* [TASK STATEMENT] Reproduce every line of the entries below word for word, omitting the pictures.

* [SUPPLIED MATERIAL]
......
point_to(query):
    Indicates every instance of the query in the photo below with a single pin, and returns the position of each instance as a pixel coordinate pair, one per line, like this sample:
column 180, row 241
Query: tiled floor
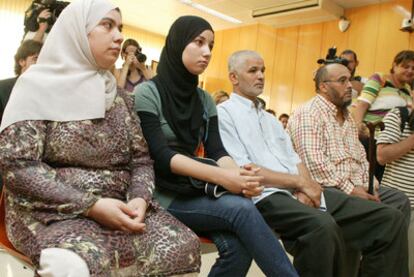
column 10, row 267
......
* [ANSWER TO THIS PROBLEM]
point_to(query):
    Indicates every instance of the query in the photo below with a single pin, and returns the position of each instance as a pixel coordinate pair, one per line, like this sample:
column 180, row 241
Query: tiled floor
column 10, row 267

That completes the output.